◆ Problem to work on: Copy the lines of the data below exactly, starting at the first and stopping after the line that contains "box: [979, 32, 1024, 78]"; include no pictures.

BEGIN Extracted entries

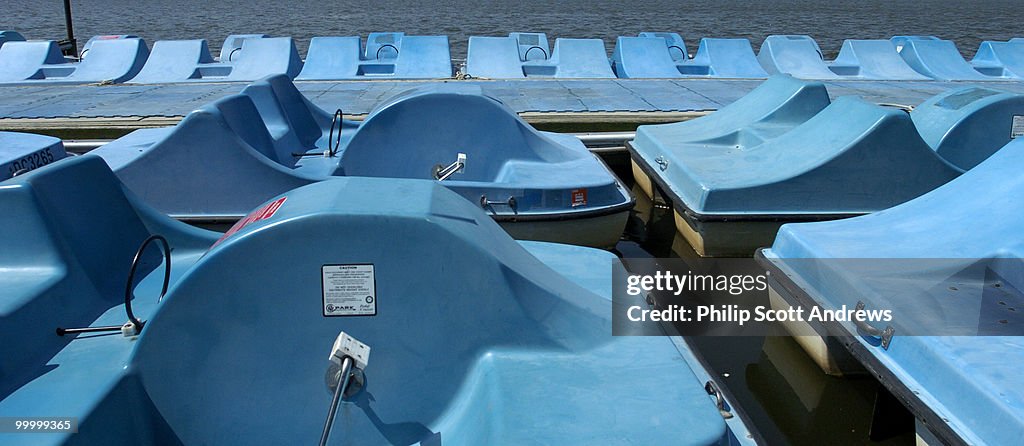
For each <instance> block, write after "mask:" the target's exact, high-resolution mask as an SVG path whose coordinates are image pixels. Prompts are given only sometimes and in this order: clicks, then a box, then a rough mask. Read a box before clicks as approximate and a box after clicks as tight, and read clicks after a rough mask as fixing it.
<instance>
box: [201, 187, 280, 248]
mask: <svg viewBox="0 0 1024 446" xmlns="http://www.w3.org/2000/svg"><path fill="white" fill-rule="evenodd" d="M286 199H288V197H287V196H282V197H281V198H278V199H274V200H273V202H270V203H268V204H266V206H263V207H262V208H259V209H257V210H255V211H253V212H251V213H249V215H247V216H246V218H244V219H242V220H239V222H238V223H234V225H233V226H231V228H230V229H228V230H227V232H224V235H221V236H220V238H218V239H217V241H216V242H214V243H213V247H216V246H217V244H220V242H221V241H224V239H226V238H227V237H229V236H231V235H232V234H234V233H236V232H238V231H241V230H242V228H244V227H246V226H248V225H250V224H252V223H256V222H258V221H260V220H266V219H268V218H270V217H273V215H274V214H276V213H278V210H279V209H281V205H284V204H285V200H286ZM213 247H210V248H213Z"/></svg>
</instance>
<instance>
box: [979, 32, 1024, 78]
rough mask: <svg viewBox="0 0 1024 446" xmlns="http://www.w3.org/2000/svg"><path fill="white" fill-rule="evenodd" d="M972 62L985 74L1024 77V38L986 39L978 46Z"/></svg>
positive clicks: (983, 73)
mask: <svg viewBox="0 0 1024 446" xmlns="http://www.w3.org/2000/svg"><path fill="white" fill-rule="evenodd" d="M971 64H972V65H973V66H974V68H975V69H976V70H978V71H979V72H981V73H982V74H984V75H988V76H996V77H1005V78H1014V79H1024V39H1020V38H1017V39H1011V40H1010V41H1008V42H992V41H987V40H986V41H984V42H982V43H981V45H980V46H979V47H978V52H977V53H975V55H974V58H973V59H971Z"/></svg>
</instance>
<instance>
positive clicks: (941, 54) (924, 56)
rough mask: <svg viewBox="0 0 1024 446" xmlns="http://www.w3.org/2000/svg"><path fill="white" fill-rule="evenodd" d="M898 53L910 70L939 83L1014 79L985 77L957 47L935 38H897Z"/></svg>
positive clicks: (895, 41) (905, 37) (920, 37)
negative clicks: (935, 80) (968, 59)
mask: <svg viewBox="0 0 1024 446" xmlns="http://www.w3.org/2000/svg"><path fill="white" fill-rule="evenodd" d="M891 40H892V42H893V44H894V45H896V51H897V52H899V55H900V56H901V57H903V60H904V61H906V62H907V64H909V65H910V68H911V69H913V70H914V71H916V72H918V73H921V74H923V75H925V76H928V77H929V78H932V79H936V80H940V81H992V80H1000V79H1012V78H1007V77H994V76H986V75H983V74H981V73H980V72H979V71H977V70H975V69H974V66H972V65H971V63H969V62H968V61H967V60H965V59H964V56H963V55H962V54H961V53H959V50H958V49H956V44H954V43H953V42H952V41H948V40H940V39H939V38H936V37H934V36H896V37H893V38H892V39H891Z"/></svg>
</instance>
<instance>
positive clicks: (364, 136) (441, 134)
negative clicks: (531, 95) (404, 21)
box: [340, 86, 589, 181]
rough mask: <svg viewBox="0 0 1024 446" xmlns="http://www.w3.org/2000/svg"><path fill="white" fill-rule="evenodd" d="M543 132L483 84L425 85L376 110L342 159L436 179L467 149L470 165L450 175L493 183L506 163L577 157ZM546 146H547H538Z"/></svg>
mask: <svg viewBox="0 0 1024 446" xmlns="http://www.w3.org/2000/svg"><path fill="white" fill-rule="evenodd" d="M414 116H415V118H416V119H415V121H414V120H413V119H412V118H411V117H414ZM398 123H400V124H401V125H397V124H398ZM481 128H486V130H485V131H481ZM546 138H547V137H546V136H544V135H542V134H540V133H539V132H537V131H536V130H534V129H532V128H531V127H530V126H529V125H528V124H526V123H525V122H524V121H522V119H520V118H519V117H518V116H517V115H516V114H515V113H514V111H512V110H511V109H510V108H509V107H508V106H506V105H505V104H503V103H501V102H500V101H498V100H497V99H494V98H492V97H489V96H485V95H483V94H482V93H481V91H480V89H479V88H478V87H461V86H460V87H453V86H428V87H422V88H418V89H414V90H411V91H407V92H404V93H402V94H399V95H397V96H395V97H394V98H392V99H390V100H388V101H386V102H384V103H383V104H382V105H380V106H378V107H377V108H376V109H375V110H374V111H373V113H371V114H370V115H369V116H368V117H367V119H366V120H365V121H364V122H362V125H361V126H360V127H359V129H358V131H356V132H355V133H354V135H353V136H352V139H351V140H349V142H348V144H347V146H346V148H345V150H344V152H342V158H341V162H340V165H341V167H342V169H343V170H344V174H345V175H354V176H373V177H401V178H423V179H432V178H433V172H432V169H433V168H434V167H435V166H437V165H443V166H447V165H449V164H450V163H452V162H455V161H456V159H457V155H458V153H460V152H462V153H466V154H467V155H468V160H467V163H466V167H465V169H464V172H463V173H462V174H460V175H458V176H457V177H454V178H453V180H455V179H458V180H465V181H494V180H495V179H496V178H497V177H498V176H499V174H500V173H501V171H502V170H503V169H505V168H507V164H506V162H509V161H511V162H541V161H543V162H550V163H558V162H561V161H566V160H568V159H572V158H575V157H578V154H574V153H572V152H570V151H569V150H567V149H565V148H564V147H562V146H561V145H559V144H551V143H550V142H547V140H546ZM542 145H550V146H548V147H546V148H545V149H544V150H538V148H539V147H540V146H542ZM585 154H587V155H589V153H585ZM542 155H543V157H544V158H543V159H542V158H541V157H542Z"/></svg>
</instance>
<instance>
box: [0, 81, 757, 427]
mask: <svg viewBox="0 0 1024 446" xmlns="http://www.w3.org/2000/svg"><path fill="white" fill-rule="evenodd" d="M445 104H446V105H445ZM334 117H335V118H332V115H331V114H328V113H325V111H323V110H321V109H318V108H315V107H313V106H312V105H310V104H309V102H308V101H307V100H305V99H304V98H303V97H302V96H301V95H299V94H298V92H297V90H295V87H294V85H292V84H291V81H289V80H288V79H287V77H284V76H280V77H274V78H269V79H266V80H264V81H261V82H258V83H255V84H253V85H252V86H250V88H248V89H247V90H246V91H244V92H243V93H242V94H239V95H236V96H230V97H226V98H223V99H221V100H218V101H215V102H214V103H212V104H210V105H209V106H206V107H201V108H200V109H198V110H196V111H195V113H193V114H191V115H189V116H188V117H186V118H185V119H184V120H182V122H181V123H180V124H179V125H178V126H175V127H173V128H168V129H160V130H148V131H138V132H136V133H133V134H130V135H128V136H126V137H124V138H122V139H120V140H117V141H115V142H113V143H111V144H109V145H108V146H104V147H101V148H99V149H96V150H94V151H93V152H90V153H86V154H82V155H70V154H69V153H68V152H66V150H65V149H63V146H62V144H61V141H60V140H58V139H56V138H51V137H47V136H40V135H29V134H18V133H10V132H0V153H2V154H3V157H2V160H0V164H2V166H0V169H2V171H0V172H2V174H3V176H0V207H2V208H3V209H4V212H3V213H0V227H3V228H4V233H9V234H16V236H15V237H13V239H11V240H10V243H8V244H7V246H5V249H4V250H3V251H2V252H0V271H3V274H0V284H2V286H0V336H2V337H3V338H4V339H8V340H14V339H17V340H18V341H17V342H9V343H3V344H2V346H0V357H3V358H4V359H3V361H0V416H10V417H22V418H27V419H39V417H50V418H53V417H56V418H59V419H74V423H73V425H68V426H72V427H73V428H65V429H63V430H61V429H59V428H58V429H53V430H51V431H50V432H48V433H45V434H43V433H27V434H17V433H14V434H3V436H4V438H5V440H10V441H15V442H19V443H26V444H211V443H216V444H291V443H315V442H316V439H321V440H322V442H321V444H441V443H443V444H481V443H484V444H486V443H506V442H516V443H526V442H541V443H560V444H574V443H578V444H592V443H593V442H601V443H609V444H633V443H636V442H642V443H648V444H657V443H666V442H672V443H683V444H694V445H697V444H707V445H711V444H754V443H755V441H756V439H757V434H756V433H755V432H754V431H752V430H751V429H750V428H748V426H746V420H745V419H744V417H743V416H742V414H741V412H740V411H739V410H738V409H737V408H736V407H734V406H733V405H732V404H731V402H730V400H731V397H729V396H728V395H727V394H726V393H725V391H723V390H722V388H721V386H719V385H718V384H717V381H718V377H715V376H714V375H713V373H712V372H711V371H709V370H708V369H706V368H705V366H703V365H702V363H701V361H700V360H699V359H698V357H697V356H696V355H695V354H694V353H693V352H692V351H691V350H690V348H689V347H688V345H687V344H686V343H685V342H684V341H683V340H682V339H681V338H679V337H678V336H669V335H670V331H668V330H667V329H666V330H664V331H658V332H656V333H644V335H663V336H637V337H625V338H615V337H612V336H611V329H612V326H611V314H612V308H611V307H612V302H611V285H612V283H611V272H612V271H613V269H615V268H622V264H621V263H620V262H618V260H617V258H616V257H615V256H614V255H613V254H611V253H608V252H606V251H600V250H595V249H591V248H584V247H579V246H569V244H559V243H551V242H545V241H530V240H515V239H513V238H512V237H511V236H510V235H509V233H508V232H506V230H504V229H503V227H502V226H501V225H499V223H503V224H504V223H506V222H509V223H510V224H512V225H513V226H506V227H508V228H509V230H510V231H512V232H515V231H516V230H515V229H514V225H515V224H525V225H531V224H534V223H535V222H536V221H537V220H538V219H540V220H542V221H543V220H545V219H546V215H548V214H564V215H562V216H561V218H555V219H554V220H553V222H554V223H561V220H562V219H564V218H569V219H571V218H572V217H571V216H568V217H566V216H567V214H566V213H571V212H580V213H581V215H582V216H583V217H584V219H586V218H590V217H592V216H591V215H590V214H591V213H592V211H595V210H596V211H598V212H599V213H603V212H605V211H604V209H605V208H607V207H608V205H607V204H605V203H603V200H605V199H607V198H608V197H611V198H612V200H613V202H614V203H612V205H611V208H612V209H614V210H615V211H614V219H615V222H616V223H615V224H614V225H612V226H613V227H612V228H611V229H610V230H609V231H606V232H607V233H612V234H613V235H614V237H613V238H614V239H615V240H616V239H617V237H618V235H620V234H621V233H622V230H623V228H622V225H623V224H624V222H625V221H624V220H623V219H624V218H625V215H626V214H625V213H628V212H629V209H630V208H631V207H632V197H631V196H630V193H629V192H628V191H626V190H625V188H624V187H623V185H622V183H621V182H620V181H618V180H617V179H616V178H615V177H614V176H613V175H612V174H611V173H610V172H609V171H608V170H607V168H606V167H605V166H604V165H603V164H602V163H601V162H600V161H599V160H598V159H597V158H595V157H594V155H593V154H591V153H590V152H589V151H587V149H586V148H585V147H584V146H583V145H582V143H580V141H579V140H575V139H573V138H571V137H567V136H564V135H555V134H548V133H544V132H538V131H536V130H534V129H532V128H530V127H529V126H526V125H525V124H523V123H522V121H521V120H519V119H518V118H517V117H516V116H515V115H514V114H512V113H511V111H509V110H508V109H507V108H506V107H504V106H503V105H502V104H501V103H500V102H498V101H496V100H494V99H492V98H488V97H485V96H481V95H479V94H473V92H471V91H470V92H467V91H464V90H458V91H447V90H445V91H438V90H436V89H429V90H427V91H422V90H418V91H411V92H408V93H404V94H401V95H399V96H397V97H395V98H394V99H392V100H389V101H386V102H385V103H383V104H382V105H381V106H380V107H379V108H378V109H377V110H376V111H375V113H374V114H371V116H370V117H368V118H367V119H366V120H365V121H364V122H362V123H360V124H356V123H351V122H347V121H342V120H341V119H340V114H337V115H334ZM420 120H423V121H422V122H420ZM416 122H419V124H415V123H416ZM452 126H455V127H452ZM468 126H477V127H476V130H475V131H473V134H472V135H468V136H467V135H466V134H465V133H466V131H467V129H468V128H469V127H468ZM339 132H340V136H339ZM470 136H471V137H470ZM382 138H383V139H382ZM394 138H407V139H403V140H402V141H404V142H398V139H394ZM460 150H461V153H460ZM189 158H194V159H193V160H189ZM375 159H376V160H375ZM447 162H453V163H451V164H449V163H447ZM374 164H376V165H377V166H378V167H379V169H377V170H374V169H371V168H372V167H373V165H374ZM202 166H206V168H205V169H206V170H207V172H208V173H209V174H210V175H208V176H206V177H204V176H203V175H198V172H197V171H195V169H198V168H202ZM213 167H217V169H222V170H219V171H216V170H214V169H211V168H213ZM565 172H571V173H572V175H564V173H565ZM237 174H240V175H243V176H241V177H234V175H237ZM180 175H183V177H179V176H180ZM175 177H178V178H175ZM557 182H567V183H570V184H571V187H570V188H568V189H566V190H558V189H556V188H553V187H552V184H554V183H557ZM175 184H177V185H175ZM265 185H270V187H269V188H267V187H264V186H265ZM180 187H186V188H184V189H182V188H180ZM279 188H280V189H279ZM246 189H249V191H246V192H243V193H236V192H238V191H243V190H246ZM580 190H583V192H582V193H579V191H580ZM574 191H577V192H574ZM563 192H564V193H563ZM510 197H511V198H516V199H509V198H510ZM467 198H468V199H467ZM246 207H248V208H246ZM241 209H247V211H244V212H243V215H234V214H232V213H234V212H237V211H238V210H241ZM620 209H622V211H621V212H620V211H618V210H620ZM188 213H191V214H188ZM168 214H173V215H174V217H178V218H179V219H185V220H189V221H195V220H197V219H200V220H201V219H202V218H209V217H211V216H214V217H218V218H224V216H228V218H229V219H239V220H238V222H236V224H234V225H232V226H231V227H230V228H229V229H228V230H226V231H225V232H215V231H210V230H207V229H202V228H199V227H197V226H194V225H189V224H187V223H185V222H182V221H180V220H175V219H173V218H171V216H169V215H168ZM520 217H521V218H522V219H523V220H522V221H520V220H519V218H520ZM496 220H498V222H496ZM616 225H617V226H616ZM585 226H586V225H585V224H580V221H579V220H578V221H575V223H572V224H571V225H569V226H565V229H559V231H561V232H563V233H564V232H582V231H583V232H585V230H583V229H584V228H585ZM569 228H571V231H569ZM569 235H571V236H578V235H577V234H569ZM598 239H600V241H599V243H598V244H605V246H606V244H608V242H609V240H611V238H605V237H604V236H602V237H599V238H598ZM610 242H613V241H610ZM633 304H635V305H648V304H647V303H646V302H644V301H643V299H642V298H638V300H637V302H635V303H633ZM352 339H357V340H358V341H357V342H356V343H365V344H359V345H361V346H362V347H365V349H364V350H358V351H357V352H356V351H353V350H350V349H348V347H345V346H351V345H352V344H351V342H352V341H346V342H348V343H349V344H346V343H345V342H342V341H344V340H352ZM370 351H372V352H373V354H372V355H370ZM329 358H331V359H329ZM624 361H625V362H624ZM349 364H354V366H351V365H349ZM339 367H340V368H339ZM652 375H655V376H665V377H668V378H669V380H670V382H669V384H668V385H666V384H665V383H662V382H660V381H653V380H650V376H652ZM343 376H344V377H343ZM332 385H333V386H332ZM608 398H611V401H615V403H614V404H607V402H608V401H609V400H608ZM270 420H272V422H271V421H270ZM61 426H62V425H61ZM332 427H333V431H332Z"/></svg>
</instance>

END Extracted entries

◆ Exercise solution:
For each <instance> block, write after "mask:" the target's exact, high-resolution mask as an SVG path whose coordinates are image pixels. Prompts are given only sometimes and in this order: clicks, then a box, then a rough mask. Read a box before clicks as approximate and a box after clicks as tight, and read clicks after a rough mask as fixing it.
<instance>
box: [201, 187, 280, 248]
mask: <svg viewBox="0 0 1024 446" xmlns="http://www.w3.org/2000/svg"><path fill="white" fill-rule="evenodd" d="M286 199H288V197H287V196H282V197H281V198H278V199H274V200H273V202H270V203H268V204H266V206H263V207H262V208H259V209H257V210H255V211H253V212H251V213H249V215H247V216H246V218H244V219H242V220H239V222H238V223H234V225H233V226H231V228H230V229H228V230H227V232H224V235H221V236H220V238H218V239H217V241H216V242H214V243H213V247H216V246H217V244H220V242H221V241H224V239H226V238H227V237H229V236H231V235H232V234H234V233H236V232H238V231H241V230H242V228H244V227H246V226H248V225H250V224H252V223H256V222H258V221H260V220H266V219H268V218H270V217H273V215H274V214H276V213H278V210H279V209H281V205H284V204H285V200H286ZM213 247H210V248H213Z"/></svg>
</instance>
<instance>
box: [979, 32, 1024, 78]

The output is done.